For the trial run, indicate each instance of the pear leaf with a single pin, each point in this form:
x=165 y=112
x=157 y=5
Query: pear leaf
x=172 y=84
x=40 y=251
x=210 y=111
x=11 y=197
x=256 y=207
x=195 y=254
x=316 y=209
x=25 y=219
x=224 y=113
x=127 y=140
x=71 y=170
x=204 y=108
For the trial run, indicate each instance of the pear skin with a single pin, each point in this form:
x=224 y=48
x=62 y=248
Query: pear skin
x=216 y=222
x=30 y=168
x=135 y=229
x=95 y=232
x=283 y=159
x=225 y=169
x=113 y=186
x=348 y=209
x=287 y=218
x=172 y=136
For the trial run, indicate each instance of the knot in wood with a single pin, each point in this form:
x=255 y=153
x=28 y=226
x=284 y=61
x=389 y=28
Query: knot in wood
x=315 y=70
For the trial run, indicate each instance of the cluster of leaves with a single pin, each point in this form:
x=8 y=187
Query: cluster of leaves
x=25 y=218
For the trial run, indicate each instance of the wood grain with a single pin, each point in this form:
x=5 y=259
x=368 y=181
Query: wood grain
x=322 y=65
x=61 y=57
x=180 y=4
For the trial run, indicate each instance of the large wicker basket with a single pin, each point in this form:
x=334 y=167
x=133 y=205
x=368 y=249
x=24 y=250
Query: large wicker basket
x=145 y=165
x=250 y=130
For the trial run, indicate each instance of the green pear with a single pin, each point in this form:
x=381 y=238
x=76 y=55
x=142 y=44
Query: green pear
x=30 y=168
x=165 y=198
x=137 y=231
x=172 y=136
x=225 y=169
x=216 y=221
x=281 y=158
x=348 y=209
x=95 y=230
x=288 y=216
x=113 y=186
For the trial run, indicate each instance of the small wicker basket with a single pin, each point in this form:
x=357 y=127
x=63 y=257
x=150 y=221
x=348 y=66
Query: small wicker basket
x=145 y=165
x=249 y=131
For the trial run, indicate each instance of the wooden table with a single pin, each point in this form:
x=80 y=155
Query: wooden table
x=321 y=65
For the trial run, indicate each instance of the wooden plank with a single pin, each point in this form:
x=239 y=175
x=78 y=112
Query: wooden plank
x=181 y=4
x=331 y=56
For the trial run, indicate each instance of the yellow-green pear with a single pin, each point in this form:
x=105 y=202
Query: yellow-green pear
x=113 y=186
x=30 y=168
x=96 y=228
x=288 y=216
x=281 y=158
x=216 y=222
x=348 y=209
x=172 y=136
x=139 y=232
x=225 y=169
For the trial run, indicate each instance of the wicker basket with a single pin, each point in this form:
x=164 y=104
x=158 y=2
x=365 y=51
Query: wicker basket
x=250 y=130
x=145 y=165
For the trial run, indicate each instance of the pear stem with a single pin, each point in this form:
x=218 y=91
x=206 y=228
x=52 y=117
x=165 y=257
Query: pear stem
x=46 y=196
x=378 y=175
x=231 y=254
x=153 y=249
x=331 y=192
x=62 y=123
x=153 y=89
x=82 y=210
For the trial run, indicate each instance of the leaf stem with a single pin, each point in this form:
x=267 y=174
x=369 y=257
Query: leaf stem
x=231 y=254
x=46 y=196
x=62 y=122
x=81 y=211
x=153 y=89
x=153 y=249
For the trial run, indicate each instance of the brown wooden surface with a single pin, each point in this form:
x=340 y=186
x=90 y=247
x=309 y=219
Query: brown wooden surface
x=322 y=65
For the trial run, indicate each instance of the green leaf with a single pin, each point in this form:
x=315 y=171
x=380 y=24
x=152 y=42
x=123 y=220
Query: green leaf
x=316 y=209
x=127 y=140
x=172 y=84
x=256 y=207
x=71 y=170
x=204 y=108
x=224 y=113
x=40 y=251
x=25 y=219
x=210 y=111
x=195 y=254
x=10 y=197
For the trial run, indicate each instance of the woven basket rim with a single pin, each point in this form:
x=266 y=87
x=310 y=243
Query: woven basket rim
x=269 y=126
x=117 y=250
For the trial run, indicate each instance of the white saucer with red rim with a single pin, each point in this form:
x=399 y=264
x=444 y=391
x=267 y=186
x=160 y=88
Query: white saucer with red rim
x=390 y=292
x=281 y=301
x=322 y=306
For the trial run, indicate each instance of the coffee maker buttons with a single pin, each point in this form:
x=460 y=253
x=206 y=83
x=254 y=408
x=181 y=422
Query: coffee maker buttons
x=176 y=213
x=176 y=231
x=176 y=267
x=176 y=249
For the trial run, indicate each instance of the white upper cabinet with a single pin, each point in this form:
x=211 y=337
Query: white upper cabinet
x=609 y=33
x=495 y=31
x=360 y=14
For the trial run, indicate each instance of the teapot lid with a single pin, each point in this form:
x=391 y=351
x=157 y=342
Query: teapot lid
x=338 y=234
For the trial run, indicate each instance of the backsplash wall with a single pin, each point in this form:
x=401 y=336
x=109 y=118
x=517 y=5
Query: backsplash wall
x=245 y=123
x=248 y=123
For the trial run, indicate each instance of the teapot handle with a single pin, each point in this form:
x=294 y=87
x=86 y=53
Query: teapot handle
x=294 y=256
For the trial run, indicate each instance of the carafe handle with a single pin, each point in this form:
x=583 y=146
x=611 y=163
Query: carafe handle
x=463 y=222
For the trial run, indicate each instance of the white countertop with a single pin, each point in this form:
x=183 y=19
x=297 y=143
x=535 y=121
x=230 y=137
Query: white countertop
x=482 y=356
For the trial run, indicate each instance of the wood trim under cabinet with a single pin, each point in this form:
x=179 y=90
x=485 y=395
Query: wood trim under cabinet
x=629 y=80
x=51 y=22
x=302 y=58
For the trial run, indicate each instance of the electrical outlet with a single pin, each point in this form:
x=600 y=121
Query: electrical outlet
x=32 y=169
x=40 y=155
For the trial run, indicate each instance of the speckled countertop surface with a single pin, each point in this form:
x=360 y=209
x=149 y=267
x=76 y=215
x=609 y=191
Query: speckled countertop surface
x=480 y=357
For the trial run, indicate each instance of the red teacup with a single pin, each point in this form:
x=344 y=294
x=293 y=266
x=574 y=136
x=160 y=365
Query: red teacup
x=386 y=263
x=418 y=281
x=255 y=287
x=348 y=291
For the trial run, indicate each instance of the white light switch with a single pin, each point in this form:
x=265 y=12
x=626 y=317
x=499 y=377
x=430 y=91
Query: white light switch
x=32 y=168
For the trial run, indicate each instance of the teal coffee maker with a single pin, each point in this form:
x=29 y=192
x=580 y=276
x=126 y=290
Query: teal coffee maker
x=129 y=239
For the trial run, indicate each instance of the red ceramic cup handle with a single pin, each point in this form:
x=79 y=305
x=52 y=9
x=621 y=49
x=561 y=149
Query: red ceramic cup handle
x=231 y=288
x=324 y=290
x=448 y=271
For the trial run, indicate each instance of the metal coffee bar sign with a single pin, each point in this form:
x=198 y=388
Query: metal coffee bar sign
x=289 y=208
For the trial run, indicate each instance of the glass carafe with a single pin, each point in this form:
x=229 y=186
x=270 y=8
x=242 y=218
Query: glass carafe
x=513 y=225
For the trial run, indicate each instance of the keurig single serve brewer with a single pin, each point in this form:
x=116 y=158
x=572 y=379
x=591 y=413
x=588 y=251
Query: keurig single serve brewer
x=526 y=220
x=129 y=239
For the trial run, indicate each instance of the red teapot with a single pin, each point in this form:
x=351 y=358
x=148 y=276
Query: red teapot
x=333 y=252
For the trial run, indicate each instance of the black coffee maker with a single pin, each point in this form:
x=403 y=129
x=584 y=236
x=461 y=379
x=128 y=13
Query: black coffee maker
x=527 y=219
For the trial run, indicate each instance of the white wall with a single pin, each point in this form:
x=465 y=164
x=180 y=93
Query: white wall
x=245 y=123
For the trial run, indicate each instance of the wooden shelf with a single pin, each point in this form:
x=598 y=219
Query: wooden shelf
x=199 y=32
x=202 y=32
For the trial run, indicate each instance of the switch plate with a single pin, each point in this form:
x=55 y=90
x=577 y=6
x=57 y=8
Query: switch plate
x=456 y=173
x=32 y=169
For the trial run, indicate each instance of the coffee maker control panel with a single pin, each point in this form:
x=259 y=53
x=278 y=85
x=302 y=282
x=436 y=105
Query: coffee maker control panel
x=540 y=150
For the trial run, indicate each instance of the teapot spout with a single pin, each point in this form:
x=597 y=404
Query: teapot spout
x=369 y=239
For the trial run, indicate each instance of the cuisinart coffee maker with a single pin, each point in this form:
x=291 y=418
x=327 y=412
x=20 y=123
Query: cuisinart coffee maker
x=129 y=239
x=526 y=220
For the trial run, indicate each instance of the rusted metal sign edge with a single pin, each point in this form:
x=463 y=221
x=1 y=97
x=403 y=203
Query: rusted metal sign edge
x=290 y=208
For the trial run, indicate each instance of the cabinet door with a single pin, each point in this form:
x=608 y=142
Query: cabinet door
# # #
▶ **Work task**
From the records above, give again exactly the lines running from the line with "x=401 y=336" to the line with "x=609 y=191", inclusive.

▶ **Answer space**
x=401 y=336
x=109 y=118
x=517 y=5
Query: backsplash wall
x=245 y=123
x=248 y=123
For the trial run, indicate each instance of the teapot handle with a single pin, each point in this form:
x=294 y=87
x=86 y=53
Query: teapot handle
x=294 y=256
For the trial run, indicate each instance of the carafe handle with a single pin, each point in this form:
x=583 y=146
x=611 y=163
Query: carafe handle
x=463 y=222
For the trial run, indicate each instance of the white countertop with a single pin, each point in this form:
x=183 y=19
x=297 y=143
x=535 y=121
x=230 y=137
Query: white countertop
x=482 y=356
For the trial run, indicate each instance of the wood trim under cabinet with a single pin, each point in this form:
x=179 y=90
x=485 y=395
Query: wood trim under cabinet
x=629 y=80
x=51 y=22
x=302 y=58
For the trial run, indicate each instance of the electrical outlet with a single pin, each point in this form:
x=600 y=121
Query: electrical outlet
x=32 y=169
x=40 y=155
For the trial run, indicate each instance of the speckled countertop surface with a single pin, each point in this form:
x=360 y=209
x=149 y=267
x=76 y=215
x=609 y=191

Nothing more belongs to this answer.